## [Opdracht]
Zoek in de lijst hieronder alle regels waarin het woord "fishing" voorkomt en schrijf elke gevonden regel volledig over. Hoofdletters en kleine letters tellen mee.
******************************
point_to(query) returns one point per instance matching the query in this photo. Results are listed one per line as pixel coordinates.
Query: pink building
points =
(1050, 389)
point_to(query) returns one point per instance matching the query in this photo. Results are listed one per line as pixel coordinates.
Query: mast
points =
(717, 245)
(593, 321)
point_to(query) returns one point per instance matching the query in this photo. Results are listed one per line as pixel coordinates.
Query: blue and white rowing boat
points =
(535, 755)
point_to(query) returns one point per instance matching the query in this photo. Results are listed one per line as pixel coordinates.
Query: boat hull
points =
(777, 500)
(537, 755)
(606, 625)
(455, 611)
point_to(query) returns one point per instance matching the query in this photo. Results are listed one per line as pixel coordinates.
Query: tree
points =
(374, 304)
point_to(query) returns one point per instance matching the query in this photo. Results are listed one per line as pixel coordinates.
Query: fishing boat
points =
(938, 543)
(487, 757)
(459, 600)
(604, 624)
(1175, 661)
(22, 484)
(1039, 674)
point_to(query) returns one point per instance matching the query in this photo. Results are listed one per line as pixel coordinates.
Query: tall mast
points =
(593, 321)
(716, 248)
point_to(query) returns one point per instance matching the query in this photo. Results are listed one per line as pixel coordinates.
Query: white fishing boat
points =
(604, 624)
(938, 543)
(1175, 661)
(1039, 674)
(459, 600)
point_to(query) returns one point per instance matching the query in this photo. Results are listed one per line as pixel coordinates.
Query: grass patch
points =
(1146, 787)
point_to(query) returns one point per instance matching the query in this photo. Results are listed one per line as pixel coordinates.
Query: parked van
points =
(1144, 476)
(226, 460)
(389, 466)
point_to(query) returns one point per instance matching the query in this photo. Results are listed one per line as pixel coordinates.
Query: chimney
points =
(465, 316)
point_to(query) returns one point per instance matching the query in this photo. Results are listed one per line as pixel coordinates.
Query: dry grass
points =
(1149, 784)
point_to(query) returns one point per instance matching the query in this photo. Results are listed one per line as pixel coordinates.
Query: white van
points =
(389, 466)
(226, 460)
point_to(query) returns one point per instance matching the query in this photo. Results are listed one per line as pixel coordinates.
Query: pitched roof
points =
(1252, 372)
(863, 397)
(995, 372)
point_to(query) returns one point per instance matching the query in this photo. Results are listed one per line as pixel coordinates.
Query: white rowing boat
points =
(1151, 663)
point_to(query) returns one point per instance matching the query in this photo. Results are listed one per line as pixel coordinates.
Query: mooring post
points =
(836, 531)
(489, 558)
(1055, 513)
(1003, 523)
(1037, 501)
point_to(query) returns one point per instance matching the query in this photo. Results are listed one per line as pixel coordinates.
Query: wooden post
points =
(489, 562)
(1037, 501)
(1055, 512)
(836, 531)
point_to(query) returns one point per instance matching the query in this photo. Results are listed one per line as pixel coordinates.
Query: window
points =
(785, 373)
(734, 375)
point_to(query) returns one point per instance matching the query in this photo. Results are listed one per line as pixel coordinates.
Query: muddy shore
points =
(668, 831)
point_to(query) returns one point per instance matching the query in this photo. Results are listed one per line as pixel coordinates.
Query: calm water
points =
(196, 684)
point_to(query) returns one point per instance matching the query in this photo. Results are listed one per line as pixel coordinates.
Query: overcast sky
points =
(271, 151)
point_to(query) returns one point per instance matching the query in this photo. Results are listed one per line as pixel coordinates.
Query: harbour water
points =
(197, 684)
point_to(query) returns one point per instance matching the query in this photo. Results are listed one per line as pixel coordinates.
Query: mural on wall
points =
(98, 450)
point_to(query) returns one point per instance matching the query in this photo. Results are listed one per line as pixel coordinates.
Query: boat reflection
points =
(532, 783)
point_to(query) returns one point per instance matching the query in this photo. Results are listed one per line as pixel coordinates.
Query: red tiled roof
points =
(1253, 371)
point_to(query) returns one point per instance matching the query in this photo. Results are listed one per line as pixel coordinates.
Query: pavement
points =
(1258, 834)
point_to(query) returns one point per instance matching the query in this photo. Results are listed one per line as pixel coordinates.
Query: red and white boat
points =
******************************
## [Resultaat hieronder]
Query: fishing boat
Query: white fishing boat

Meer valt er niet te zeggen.